Please continue the passage about the Archangel aircraft modifications, picking up after its final sentence.

##### Article

Discussing the Archangel EMD aircraft, Jim Toole said that the company chose to buy a stock S2R-660: “Once we started to work with it, we realised we had to make some significant modifications. We lengthened and moved the tandem cockpit forward by 43 inches (1.09m) to increase the available space for the WSO; improve the pilot’s forward and downward view; and elevate the aft cockpit to improve visibility for the WSO [weapon systems operator].
As a result of the cockpit reconfiguration, we also had to increase the height of the vertical stabiliser and increase the area of the rudder to improve the aircraft’s directional stability. These were the two initial major modifications made.
“Smaller mods included things the customer wanted; self-sealing fuel tanks for protection against small arms fire (see later); armour protection fitted around the engine; development of an autopilot integrated with the weapon system and the flight management system. The autopilot integration has proven to be very effective. We also undertook a complete lay down and re-do of the avionics for better accessibility to make sure crews can get to them to maintain them. Their positions on the aircraft are appropriate for weight and centre of gravity. That was a major effort.”

##########
##### Recorded data

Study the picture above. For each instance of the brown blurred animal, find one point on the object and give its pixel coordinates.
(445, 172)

##########
##### Recorded data

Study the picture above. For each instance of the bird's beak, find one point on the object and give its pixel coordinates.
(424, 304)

##########

**Answer for the task:**
IOMAX’s Senior Director of Integration, Doug Klevisha, described the timelines and extent of the work undertaken on a baseline S2R-660 aircraft. He said: “It takes a couple of days to de-fuel, de-panel and de-mod the ferry equipment installed on an aircraft. Then we completely gut the aircraft. This allows us access to all areas so we can begin to install the sheet metal required for the cockpit console, side consoles and instrument panels, in addition to the avionics suite, radios, antennas, tactical lighting and systems required for ISR, weapons and datalinks.”
With a wing span of 57ft (17.37m), the positions of the under-wing hard points are well spaced so the effort to install wiring and wiring harnesses to them, and all of the other points on the aircraft, is significant. In total the team fits just over six miles of wiring cable as part of the integration effort.
IOMAX Instructor Pilot John Passant recalled how quickly the integration team is able to de-skin a baseline aircraft: “We were racing to convert and complete aircraft No.20 in time for its deployment to Marine Corps Air Station Yuma (see later). The crew had the aircraft de-skinned by the time I’d completed the paperwork after the aircraft’s delivery flight from Albany. Huge skin panels [fixed with Phillips head cam lock screws] can be removed in a short space of time.”
Doug Klevisha said the heavy structural provisions - the hard points for the camera, the pod and three on each wing for the pylons - are all fitted by the factory. He explained: “The PT6A-67F engine and the MT propeller come fitted. Other than some minor rigging adjustments, all of the alterations required for the engine and propeller have already been completed by Thrush when they fit the engine.”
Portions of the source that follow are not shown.